== Données extraites
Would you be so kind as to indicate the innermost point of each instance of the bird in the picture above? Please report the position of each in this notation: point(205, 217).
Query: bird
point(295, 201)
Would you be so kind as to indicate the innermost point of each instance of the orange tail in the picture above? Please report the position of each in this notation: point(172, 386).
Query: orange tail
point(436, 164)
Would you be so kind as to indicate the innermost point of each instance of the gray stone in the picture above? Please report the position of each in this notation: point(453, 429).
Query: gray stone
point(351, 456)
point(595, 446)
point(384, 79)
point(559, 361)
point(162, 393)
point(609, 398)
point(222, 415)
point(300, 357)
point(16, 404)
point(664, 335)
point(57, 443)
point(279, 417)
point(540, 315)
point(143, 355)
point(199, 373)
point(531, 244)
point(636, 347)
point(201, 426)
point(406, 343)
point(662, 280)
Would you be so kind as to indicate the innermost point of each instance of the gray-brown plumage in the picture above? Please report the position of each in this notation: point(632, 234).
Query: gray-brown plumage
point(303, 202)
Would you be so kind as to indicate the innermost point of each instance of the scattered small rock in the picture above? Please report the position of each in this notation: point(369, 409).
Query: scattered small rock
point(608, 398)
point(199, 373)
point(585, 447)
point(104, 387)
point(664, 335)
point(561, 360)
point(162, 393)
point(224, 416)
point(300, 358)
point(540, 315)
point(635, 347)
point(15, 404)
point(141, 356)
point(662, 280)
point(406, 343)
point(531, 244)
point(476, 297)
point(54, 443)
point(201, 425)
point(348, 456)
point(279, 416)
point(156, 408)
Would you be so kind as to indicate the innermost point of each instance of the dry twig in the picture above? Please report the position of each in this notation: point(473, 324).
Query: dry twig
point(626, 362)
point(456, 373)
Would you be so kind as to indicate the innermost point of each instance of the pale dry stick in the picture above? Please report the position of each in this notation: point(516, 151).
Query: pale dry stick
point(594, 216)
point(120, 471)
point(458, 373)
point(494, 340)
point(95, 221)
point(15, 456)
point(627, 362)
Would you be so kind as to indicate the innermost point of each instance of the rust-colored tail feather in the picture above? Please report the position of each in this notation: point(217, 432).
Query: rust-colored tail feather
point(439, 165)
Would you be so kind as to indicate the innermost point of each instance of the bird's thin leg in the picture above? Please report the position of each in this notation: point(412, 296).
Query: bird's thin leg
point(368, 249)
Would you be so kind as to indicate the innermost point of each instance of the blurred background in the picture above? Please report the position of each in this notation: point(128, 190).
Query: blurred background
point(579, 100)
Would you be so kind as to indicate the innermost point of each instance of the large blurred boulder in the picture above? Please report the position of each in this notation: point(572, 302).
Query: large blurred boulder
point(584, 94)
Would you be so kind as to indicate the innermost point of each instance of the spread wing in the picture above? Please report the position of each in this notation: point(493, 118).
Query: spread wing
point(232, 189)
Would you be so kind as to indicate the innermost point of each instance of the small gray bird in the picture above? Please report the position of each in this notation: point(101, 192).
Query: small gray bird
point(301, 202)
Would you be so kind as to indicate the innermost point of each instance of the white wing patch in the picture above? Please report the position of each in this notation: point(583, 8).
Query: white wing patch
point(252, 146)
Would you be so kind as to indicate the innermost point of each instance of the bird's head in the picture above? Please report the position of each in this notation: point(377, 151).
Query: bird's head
====
• [La consigne]: Recopiez telles quelles les lignes de la liste ci-dessus, en partant de celle qui contient « notation: point(128, 190). » et en allant jusqu'à celle qui contient « point(579, 100) », ces deux lignes comprises.

• [Résultat obtenu]:
Would you be so kind as to indicate the innermost point of each instance of the blurred background in the picture above? Please report the position of each in this notation: point(128, 190).
Query: blurred background
point(579, 100)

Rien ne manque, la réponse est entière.